What to work on: Render the material below as a Markdown table with two columns, "Row" and "Line", numbering each line and skipping blank lines. Leave the pictures out.

Material shown:
* * *
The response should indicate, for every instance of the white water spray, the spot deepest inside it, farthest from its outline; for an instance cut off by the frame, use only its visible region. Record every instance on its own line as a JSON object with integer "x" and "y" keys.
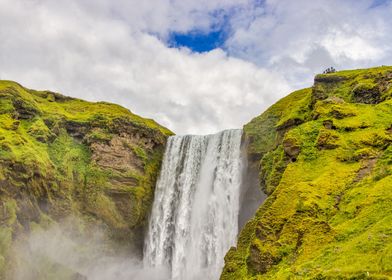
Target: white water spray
{"x": 194, "y": 219}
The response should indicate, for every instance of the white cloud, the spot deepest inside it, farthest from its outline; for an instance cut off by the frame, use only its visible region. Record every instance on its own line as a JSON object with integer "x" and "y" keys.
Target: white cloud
{"x": 109, "y": 50}
{"x": 97, "y": 57}
{"x": 301, "y": 38}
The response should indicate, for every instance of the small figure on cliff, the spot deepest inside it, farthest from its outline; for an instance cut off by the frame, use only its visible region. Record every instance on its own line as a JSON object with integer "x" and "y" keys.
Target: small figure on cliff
{"x": 329, "y": 70}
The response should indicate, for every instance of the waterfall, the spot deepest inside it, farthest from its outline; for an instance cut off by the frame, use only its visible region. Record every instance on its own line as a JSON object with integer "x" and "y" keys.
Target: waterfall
{"x": 194, "y": 219}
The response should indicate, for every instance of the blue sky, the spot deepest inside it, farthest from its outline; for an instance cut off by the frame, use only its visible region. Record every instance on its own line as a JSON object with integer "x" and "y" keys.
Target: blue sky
{"x": 195, "y": 66}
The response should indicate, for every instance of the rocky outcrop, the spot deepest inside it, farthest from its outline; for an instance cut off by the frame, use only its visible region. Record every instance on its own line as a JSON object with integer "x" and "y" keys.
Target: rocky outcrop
{"x": 325, "y": 160}
{"x": 62, "y": 157}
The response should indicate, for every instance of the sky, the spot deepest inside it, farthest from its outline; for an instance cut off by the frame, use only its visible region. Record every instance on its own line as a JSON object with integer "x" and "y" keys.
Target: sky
{"x": 194, "y": 66}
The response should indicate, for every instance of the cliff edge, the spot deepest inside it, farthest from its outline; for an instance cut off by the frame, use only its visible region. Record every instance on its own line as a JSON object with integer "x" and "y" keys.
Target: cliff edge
* * *
Final answer:
| Row | Line |
|---|---|
| 1 | The response should indicate, for every instance of the white water spray, the spot deepest inside it, farthest from its outline; for an instance cut off by the frame, use only its visible region. Record every instance on its own line as a JSON object with integer "x" and "y" keys. |
| 2 | Target: white water spray |
| 3 | {"x": 194, "y": 219} |
| 4 | The response should indicate, for every instance of the white cloud, the spot deepest inside it, farthest from its outline; for an instance cut off by the frame, use only its visible region. Record every instance on its own line as a JSON object with integer "x" and "y" keys. |
| 5 | Target: white cloud |
| 6 | {"x": 109, "y": 50} |
| 7 | {"x": 97, "y": 57} |
| 8 | {"x": 301, "y": 38} |
| 9 | The response should indicate, for every instance of the small figure on cliff, the spot deepest inside it, farthest from its outline; for an instance cut off by the frame, use only its visible region. Record every instance on its own line as a JSON object with integer "x" and "y" keys. |
| 10 | Target: small figure on cliff |
| 11 | {"x": 329, "y": 70} |
| 12 | The response should indicate, for every instance of the waterfall, the spot deepest inside it, farthest from its outline; for an instance cut off by the frame, use only its visible region. Record every instance on its own line as a JSON object with integer "x" and "y" keys. |
| 13 | Target: waterfall |
| 14 | {"x": 194, "y": 219} |
| 15 | The response should indicate, for every instance of the blue sky, the spot deepest inside it, farthest from its outline; for an instance cut off by the frame, use only its visible region. Record every instance on its own line as a JSON object with integer "x" and "y" keys. |
| 16 | Target: blue sky |
| 17 | {"x": 195, "y": 66} |
| 18 | The response should indicate, for every instance of the rocky outcrop, the spot deepest inside it, farthest from its outline; for an instance cut off by the frame, use only its visible region. Record every instance on its own line as a JSON object with integer "x" and "y" keys. |
| 19 | Target: rocky outcrop |
| 20 | {"x": 325, "y": 160} |
| 21 | {"x": 62, "y": 157} |
| 22 | The response should indicate, for every instance of the sky, the spot deepest inside it, farthest from its outline; for an instance cut off by the frame, use only its visible region. Record every instance on its own line as a JSON object with integer "x" and "y" keys. |
| 23 | Target: sky |
| 24 | {"x": 194, "y": 66} |
| 25 | The response should indicate, for every instance of the cliff edge, the spot deepest inside it, farthest from its outline; for an instance cut off by the frame, use only its visible region. Record every instance on its own line as a JSON object with integer "x" and "y" keys. |
| 26 | Target: cliff edge |